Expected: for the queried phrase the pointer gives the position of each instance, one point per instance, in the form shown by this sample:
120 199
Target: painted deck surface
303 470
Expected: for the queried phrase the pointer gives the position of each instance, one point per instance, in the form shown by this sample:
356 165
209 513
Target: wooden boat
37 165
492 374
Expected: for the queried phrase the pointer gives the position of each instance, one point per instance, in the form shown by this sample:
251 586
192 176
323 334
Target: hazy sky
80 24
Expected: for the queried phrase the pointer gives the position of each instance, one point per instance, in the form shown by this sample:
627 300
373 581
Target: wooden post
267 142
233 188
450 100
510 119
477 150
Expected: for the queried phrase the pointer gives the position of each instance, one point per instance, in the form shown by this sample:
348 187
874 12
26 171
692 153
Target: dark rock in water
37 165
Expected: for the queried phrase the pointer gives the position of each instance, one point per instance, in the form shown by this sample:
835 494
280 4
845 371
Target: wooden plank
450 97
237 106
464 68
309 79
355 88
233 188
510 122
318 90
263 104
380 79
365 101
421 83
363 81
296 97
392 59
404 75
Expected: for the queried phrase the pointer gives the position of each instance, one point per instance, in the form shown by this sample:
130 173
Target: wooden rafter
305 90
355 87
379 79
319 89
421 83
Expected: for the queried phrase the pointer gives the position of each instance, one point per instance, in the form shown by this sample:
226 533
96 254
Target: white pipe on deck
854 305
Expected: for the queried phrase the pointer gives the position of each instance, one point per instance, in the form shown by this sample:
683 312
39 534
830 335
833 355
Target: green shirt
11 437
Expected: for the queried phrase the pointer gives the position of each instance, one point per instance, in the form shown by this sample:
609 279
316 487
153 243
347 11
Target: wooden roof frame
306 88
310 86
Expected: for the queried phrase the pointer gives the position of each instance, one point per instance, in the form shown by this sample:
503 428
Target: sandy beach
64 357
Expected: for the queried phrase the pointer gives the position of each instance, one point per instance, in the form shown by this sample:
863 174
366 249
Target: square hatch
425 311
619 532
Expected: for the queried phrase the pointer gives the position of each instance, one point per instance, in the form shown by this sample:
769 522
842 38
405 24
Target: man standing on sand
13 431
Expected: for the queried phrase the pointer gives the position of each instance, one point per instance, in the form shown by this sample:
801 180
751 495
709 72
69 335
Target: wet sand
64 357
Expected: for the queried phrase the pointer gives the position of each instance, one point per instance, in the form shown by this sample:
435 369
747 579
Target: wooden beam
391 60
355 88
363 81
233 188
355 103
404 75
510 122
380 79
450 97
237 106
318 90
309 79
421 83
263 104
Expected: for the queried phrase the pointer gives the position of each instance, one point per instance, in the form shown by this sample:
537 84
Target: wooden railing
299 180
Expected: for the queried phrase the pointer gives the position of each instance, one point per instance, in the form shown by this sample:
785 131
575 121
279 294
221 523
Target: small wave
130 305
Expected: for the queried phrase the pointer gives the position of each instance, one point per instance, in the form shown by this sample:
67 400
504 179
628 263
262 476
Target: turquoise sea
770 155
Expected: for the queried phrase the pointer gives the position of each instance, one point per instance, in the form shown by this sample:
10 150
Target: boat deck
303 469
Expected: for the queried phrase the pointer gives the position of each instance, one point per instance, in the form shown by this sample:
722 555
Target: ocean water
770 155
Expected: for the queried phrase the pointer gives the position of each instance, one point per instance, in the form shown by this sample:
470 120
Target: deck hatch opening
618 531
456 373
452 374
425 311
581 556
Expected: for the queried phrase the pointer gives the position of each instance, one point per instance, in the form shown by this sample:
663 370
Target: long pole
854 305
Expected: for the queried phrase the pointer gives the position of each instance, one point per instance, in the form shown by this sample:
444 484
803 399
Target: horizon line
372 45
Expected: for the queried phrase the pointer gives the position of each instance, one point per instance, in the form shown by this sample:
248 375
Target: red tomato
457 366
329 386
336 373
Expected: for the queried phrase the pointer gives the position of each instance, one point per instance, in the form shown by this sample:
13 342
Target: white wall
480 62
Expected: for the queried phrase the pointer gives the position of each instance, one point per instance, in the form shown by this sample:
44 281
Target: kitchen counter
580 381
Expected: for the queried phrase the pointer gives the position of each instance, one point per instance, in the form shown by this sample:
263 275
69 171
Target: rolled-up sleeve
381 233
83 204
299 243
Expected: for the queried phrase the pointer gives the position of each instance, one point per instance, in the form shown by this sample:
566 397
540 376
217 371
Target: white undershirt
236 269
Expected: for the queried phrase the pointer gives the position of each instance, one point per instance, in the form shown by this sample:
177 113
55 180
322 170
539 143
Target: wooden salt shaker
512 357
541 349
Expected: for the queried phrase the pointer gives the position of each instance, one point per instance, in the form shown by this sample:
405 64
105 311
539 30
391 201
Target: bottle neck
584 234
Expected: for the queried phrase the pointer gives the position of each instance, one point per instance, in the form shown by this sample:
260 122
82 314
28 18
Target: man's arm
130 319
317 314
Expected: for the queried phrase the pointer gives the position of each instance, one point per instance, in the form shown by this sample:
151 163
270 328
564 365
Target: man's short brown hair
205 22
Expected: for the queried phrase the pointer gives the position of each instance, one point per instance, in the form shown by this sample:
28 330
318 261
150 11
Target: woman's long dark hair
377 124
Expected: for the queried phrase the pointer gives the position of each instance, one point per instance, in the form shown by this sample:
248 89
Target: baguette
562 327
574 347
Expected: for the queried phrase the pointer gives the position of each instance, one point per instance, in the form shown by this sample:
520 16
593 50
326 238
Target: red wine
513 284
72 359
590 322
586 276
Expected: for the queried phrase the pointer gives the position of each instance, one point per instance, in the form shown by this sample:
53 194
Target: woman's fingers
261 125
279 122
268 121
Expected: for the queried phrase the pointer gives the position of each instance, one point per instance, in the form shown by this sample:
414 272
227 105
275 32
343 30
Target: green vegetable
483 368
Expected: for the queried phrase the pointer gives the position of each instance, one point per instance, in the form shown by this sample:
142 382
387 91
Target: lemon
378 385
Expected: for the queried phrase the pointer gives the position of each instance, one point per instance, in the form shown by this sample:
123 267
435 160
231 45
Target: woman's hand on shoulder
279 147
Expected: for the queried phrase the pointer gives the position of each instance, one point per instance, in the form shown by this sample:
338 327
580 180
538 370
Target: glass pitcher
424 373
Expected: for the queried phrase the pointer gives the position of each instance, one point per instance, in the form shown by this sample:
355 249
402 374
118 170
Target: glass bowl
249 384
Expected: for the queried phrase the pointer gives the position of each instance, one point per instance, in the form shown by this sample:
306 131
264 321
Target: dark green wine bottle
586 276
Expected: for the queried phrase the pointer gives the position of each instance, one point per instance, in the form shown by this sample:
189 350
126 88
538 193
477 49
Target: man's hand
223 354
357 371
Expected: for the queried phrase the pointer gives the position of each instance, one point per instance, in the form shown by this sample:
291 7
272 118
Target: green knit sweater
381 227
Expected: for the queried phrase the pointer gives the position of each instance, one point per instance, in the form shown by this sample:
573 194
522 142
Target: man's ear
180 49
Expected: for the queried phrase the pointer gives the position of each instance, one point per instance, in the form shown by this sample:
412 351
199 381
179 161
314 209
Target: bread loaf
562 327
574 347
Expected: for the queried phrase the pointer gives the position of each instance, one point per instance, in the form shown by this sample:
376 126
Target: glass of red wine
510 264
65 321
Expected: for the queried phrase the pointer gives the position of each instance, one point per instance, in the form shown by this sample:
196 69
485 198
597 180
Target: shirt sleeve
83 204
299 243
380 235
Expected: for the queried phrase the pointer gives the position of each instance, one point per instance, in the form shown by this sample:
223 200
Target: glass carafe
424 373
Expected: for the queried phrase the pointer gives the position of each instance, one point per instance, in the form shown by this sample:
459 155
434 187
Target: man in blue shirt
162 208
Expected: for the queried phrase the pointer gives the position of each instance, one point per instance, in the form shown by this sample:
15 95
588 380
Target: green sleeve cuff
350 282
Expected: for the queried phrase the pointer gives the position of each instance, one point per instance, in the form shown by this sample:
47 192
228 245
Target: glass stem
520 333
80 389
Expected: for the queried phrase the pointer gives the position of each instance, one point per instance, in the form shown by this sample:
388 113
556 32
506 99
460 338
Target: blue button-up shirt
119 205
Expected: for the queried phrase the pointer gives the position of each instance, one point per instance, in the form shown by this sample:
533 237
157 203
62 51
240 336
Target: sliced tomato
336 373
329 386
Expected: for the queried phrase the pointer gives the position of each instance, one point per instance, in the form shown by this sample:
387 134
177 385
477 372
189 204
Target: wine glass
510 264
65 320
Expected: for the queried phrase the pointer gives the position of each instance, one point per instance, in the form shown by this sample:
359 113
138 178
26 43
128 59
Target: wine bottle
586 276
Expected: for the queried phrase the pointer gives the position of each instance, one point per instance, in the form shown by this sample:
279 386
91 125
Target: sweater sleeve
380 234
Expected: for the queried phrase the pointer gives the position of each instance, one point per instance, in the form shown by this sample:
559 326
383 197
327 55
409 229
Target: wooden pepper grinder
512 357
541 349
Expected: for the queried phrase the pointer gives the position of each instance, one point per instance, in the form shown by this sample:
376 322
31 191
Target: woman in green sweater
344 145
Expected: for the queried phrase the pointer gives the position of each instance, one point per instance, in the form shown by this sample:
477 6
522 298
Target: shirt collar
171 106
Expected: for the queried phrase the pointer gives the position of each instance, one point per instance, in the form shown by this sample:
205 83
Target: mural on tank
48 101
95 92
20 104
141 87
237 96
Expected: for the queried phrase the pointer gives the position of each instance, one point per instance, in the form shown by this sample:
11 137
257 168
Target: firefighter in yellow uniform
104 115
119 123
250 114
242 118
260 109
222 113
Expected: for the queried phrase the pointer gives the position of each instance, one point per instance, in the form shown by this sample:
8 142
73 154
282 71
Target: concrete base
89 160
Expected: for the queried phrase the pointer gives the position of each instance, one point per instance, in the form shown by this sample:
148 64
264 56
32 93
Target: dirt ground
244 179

-.-.-

• **Short exercise**
Please copy each line in the rows above that contains the word "long". Case counts.

• **Solved problem**
Target: long pole
Target: woman's long dark hair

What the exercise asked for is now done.